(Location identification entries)

··········

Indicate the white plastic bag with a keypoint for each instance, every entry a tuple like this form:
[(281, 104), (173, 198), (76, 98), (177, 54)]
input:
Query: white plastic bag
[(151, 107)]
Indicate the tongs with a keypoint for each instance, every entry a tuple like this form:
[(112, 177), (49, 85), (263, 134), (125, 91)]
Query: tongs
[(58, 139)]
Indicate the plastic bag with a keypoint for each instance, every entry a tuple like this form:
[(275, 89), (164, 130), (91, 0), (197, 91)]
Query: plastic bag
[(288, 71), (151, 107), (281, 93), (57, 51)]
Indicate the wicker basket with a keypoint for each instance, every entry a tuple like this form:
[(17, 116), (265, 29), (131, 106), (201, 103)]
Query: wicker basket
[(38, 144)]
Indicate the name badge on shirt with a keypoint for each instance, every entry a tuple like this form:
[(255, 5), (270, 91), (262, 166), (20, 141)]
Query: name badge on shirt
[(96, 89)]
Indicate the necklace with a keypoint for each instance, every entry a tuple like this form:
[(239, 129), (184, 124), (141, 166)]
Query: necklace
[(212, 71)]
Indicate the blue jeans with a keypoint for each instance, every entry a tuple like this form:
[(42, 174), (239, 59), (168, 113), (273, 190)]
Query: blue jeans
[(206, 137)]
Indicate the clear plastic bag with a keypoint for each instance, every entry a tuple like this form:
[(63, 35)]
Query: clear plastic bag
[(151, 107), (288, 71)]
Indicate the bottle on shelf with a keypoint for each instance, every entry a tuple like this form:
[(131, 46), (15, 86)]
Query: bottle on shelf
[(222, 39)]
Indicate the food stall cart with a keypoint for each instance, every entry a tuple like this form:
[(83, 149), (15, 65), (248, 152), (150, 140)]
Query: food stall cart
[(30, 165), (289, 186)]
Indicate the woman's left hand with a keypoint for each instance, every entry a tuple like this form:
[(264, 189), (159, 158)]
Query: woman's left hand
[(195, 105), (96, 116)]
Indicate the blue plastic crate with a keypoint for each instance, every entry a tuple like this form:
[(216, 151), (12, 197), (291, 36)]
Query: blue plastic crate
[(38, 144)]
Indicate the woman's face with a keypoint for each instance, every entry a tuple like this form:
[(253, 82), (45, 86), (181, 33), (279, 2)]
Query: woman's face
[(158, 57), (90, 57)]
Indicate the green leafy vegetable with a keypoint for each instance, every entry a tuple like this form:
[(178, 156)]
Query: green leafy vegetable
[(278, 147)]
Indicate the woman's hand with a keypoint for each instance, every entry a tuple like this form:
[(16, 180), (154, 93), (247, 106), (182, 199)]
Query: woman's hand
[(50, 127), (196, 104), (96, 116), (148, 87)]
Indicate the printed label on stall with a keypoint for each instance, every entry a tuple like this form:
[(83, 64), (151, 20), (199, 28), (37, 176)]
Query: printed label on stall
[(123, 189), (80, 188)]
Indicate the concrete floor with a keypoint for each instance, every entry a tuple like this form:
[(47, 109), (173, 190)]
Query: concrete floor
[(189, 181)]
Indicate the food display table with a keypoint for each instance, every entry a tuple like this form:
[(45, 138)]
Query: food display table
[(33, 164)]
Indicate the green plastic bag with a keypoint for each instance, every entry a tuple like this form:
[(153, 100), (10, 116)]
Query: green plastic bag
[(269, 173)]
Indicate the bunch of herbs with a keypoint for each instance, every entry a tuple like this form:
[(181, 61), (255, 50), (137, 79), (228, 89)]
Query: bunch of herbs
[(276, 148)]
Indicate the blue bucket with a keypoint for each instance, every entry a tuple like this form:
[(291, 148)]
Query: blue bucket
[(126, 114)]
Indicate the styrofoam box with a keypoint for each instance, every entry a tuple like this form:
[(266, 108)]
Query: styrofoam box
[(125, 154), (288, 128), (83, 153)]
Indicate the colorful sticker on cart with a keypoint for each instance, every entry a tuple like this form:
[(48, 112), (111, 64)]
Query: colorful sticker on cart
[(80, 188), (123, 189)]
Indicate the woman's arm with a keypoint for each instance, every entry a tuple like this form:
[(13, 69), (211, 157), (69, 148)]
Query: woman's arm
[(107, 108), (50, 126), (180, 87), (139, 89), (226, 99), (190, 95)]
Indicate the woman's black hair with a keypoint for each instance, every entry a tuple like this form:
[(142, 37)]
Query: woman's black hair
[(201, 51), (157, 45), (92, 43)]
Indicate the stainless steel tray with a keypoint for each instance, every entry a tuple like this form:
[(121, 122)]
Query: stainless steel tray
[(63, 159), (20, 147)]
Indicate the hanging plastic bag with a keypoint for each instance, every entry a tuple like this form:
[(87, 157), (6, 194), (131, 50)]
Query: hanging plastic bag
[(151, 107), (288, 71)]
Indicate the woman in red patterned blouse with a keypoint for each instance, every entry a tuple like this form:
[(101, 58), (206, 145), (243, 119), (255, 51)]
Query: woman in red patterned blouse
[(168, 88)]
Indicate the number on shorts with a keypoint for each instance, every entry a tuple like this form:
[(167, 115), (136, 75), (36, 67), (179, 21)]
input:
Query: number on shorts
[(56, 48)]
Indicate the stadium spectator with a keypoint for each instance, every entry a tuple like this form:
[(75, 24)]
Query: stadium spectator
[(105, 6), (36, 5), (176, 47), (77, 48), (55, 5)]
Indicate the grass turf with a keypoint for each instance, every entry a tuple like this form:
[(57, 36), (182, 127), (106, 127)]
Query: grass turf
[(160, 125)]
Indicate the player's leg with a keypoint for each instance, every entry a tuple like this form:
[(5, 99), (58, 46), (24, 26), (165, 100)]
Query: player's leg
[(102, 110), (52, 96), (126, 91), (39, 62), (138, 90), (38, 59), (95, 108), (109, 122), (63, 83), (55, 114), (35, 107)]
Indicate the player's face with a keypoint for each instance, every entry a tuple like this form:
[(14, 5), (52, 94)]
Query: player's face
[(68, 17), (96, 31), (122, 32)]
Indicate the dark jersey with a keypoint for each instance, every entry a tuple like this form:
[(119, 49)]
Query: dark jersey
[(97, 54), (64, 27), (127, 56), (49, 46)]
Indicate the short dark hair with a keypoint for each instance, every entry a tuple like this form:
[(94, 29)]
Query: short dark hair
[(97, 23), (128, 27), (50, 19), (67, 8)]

··········

**Task goal:**
Reproduce every one of the lines above exactly, without changing anything.

**Result:**
Indicate the white plastic bag with a keypoint for each instance, every entry a tuple like this form:
[(281, 104), (173, 198), (76, 98), (177, 54)]
input:
Query: white plastic bag
[(151, 107)]
Indicate the tongs with a keypoint for each instance, every entry a tuple like this form:
[(112, 177), (49, 85), (263, 134), (125, 91)]
Query: tongs
[(58, 139)]
Indicate the plastic bag with a keypoint for each instance, every entry a tuple like this form:
[(275, 89), (164, 130), (91, 0), (197, 91)]
Query: plastic bag
[(288, 71), (151, 107), (281, 93), (57, 51)]
Indicate the wicker basket with a keypoint for each instance, every entry a tuple like this form:
[(17, 116), (265, 29), (131, 106), (201, 103)]
Query: wicker basket
[(38, 144)]
Indicate the name badge on shirt with a keypoint for each instance, every entry a tuple like this form:
[(255, 5), (270, 91), (262, 166), (20, 141)]
Query: name badge on shirt
[(96, 89)]
Indicate the necklace with a keypoint for each instance, every entry a tuple like this form:
[(239, 129), (184, 124), (141, 166)]
Query: necklace
[(212, 71)]
Indicate the blue jeans with a keypoint for each instance, every entry a tuple like this form:
[(42, 174), (239, 59), (168, 113), (273, 190)]
Query: blue jeans
[(206, 137)]
Indicate the clear plastic bag with a keypoint for each instance, every entry a tuple like this form:
[(63, 35)]
Query: clear plastic bag
[(151, 107), (288, 71)]
Indicate the bottle on shelf with a keypoint for each instance, every entry a tuple like this form:
[(131, 46), (15, 86)]
Query: bottle on shelf
[(222, 39)]
Indicate the food stall cart with a keypoint for each instance, every entry a tuple like this form:
[(83, 149), (15, 65), (248, 152), (150, 140)]
Query: food stall cart
[(30, 165), (289, 186)]
Indicate the woman's left hand with a keypoint for each instance, every entry a tuple like this form:
[(264, 189), (159, 158)]
Query: woman's left hand
[(195, 105), (96, 116)]
Indicate the blue plastic crate with a keypoint for each instance, every entry a tuple like this form:
[(216, 151), (12, 197), (291, 36)]
Query: blue plastic crate
[(38, 144)]
Indicate the woman's face with a keypoint for each instance, every entry a tuple like this form:
[(253, 82), (45, 86), (181, 33), (279, 2)]
Query: woman's face
[(158, 57), (90, 57)]
Indicate the green leafy vegetable with a keypoint for each instance, every entry a tuple like this form:
[(178, 156)]
Query: green leafy vegetable
[(278, 147)]
Indicate the woman's hand with a keypoint for each instance, every entry a tuple like this form:
[(16, 180), (154, 93), (247, 106), (182, 199)]
Query: woman's hand
[(50, 127), (196, 104), (96, 116), (148, 87)]
Indicate the printed label on stall with a keypoint for each instance, every entry a tuple like this form:
[(83, 64), (151, 20), (199, 28), (37, 176)]
Query: printed label on stall
[(123, 189), (80, 188)]
Indicate the concrete floor with a keypoint for each instance, every entry a tuple like this form:
[(47, 109), (173, 190)]
Query: concrete floor
[(189, 181)]
Indicate the food display table with a keypoint for each instance, every entry a tuple like this form:
[(45, 138)]
Query: food display table
[(33, 164)]
Indicate the green plastic bag with a keypoint for each instance, every entry a tuple like this form:
[(153, 100), (10, 116)]
Query: green plastic bag
[(269, 173)]
Indicate the bunch of herbs with a keypoint for each instance, every entry a tuple like this form:
[(181, 61), (255, 50), (137, 79), (228, 89)]
Query: bunch of herbs
[(276, 148)]
Indicate the blue bucket with a keypoint for each instance, every entry a tuple like this form:
[(291, 148)]
Query: blue bucket
[(126, 114)]
Indicate the styrofoam box with a keypoint for each instance, every entry a tuple like this form:
[(266, 108)]
Query: styrofoam box
[(125, 154), (288, 128), (83, 153)]
Indicate the colorful sticker on cart with a keypoint for each instance, every entry a tuple like this form:
[(48, 112), (111, 64)]
Query: colorful sticker on cart
[(80, 188), (123, 189)]
Indicate the woman's arm with a keypoint for each instance, every entry a tuple like this form:
[(13, 69), (211, 157), (69, 148)]
Query: woman's arm
[(107, 108), (50, 126), (180, 87), (139, 89), (226, 99), (190, 95)]
Indicate the woman's black hair with a keypoint for each instance, every entry a tuple like this form:
[(142, 37)]
Query: woman's black hair
[(201, 51), (157, 45), (92, 43)]
Indicate the stainless steel tray with a keypoint for each instance, every entry a tuple like this form:
[(121, 122)]
Query: stainless steel tray
[(63, 159), (20, 147)]
Indicate the hanging plastic bag with a keypoint for each instance, every entry a tuple like this form:
[(87, 157), (6, 194), (131, 50)]
Query: hanging plastic bag
[(151, 107), (288, 71)]
Indicate the woman in red patterned blouse with a keypoint for each instance, every entry a tuple like this form:
[(101, 58), (206, 145), (243, 119), (255, 51)]
Query: woman in red patterned blouse
[(168, 88)]
Indicate the number on shorts with a keypoint for each instance, every entry a tuple like this form:
[(167, 115), (136, 75), (36, 67), (179, 21)]
input:
Query: number on shorts
[(56, 48)]
Indicate the stadium spectator with a keypoint for each instance, every entry a tuple like this form:
[(75, 24)]
Query: stadium spectator
[(105, 6), (36, 5), (176, 47), (77, 48), (55, 5)]
Indicate the grass turf with a keypoint for each instance, every entry a tuple like this form:
[(57, 36), (182, 127), (106, 127)]
Query: grass turf
[(160, 125)]
Indicate the player's leg with a keypoint for each instance, every entry a tuple like this form:
[(5, 99), (58, 46), (24, 26), (165, 100)]
Query: player's leg
[(102, 110), (52, 96), (126, 91), (39, 62), (138, 90), (38, 59), (95, 108), (109, 122), (63, 83), (55, 114), (35, 107)]
Indicate the player's face with a keypoint for each instance, every entry a tuple like this form:
[(14, 5), (52, 94)]
Query: player's face
[(68, 17), (96, 31), (122, 32)]
Indicate the dark jersey with a keypoint for each instance, every entry a tuple like this form:
[(119, 49)]
Query: dark jersey
[(97, 54), (64, 27), (127, 56), (49, 46)]
Indicate the short dark hair with a keypoint for each instance, every entry a tuple like this form:
[(94, 29)]
Query: short dark hair
[(97, 23), (128, 27), (50, 19), (67, 8)]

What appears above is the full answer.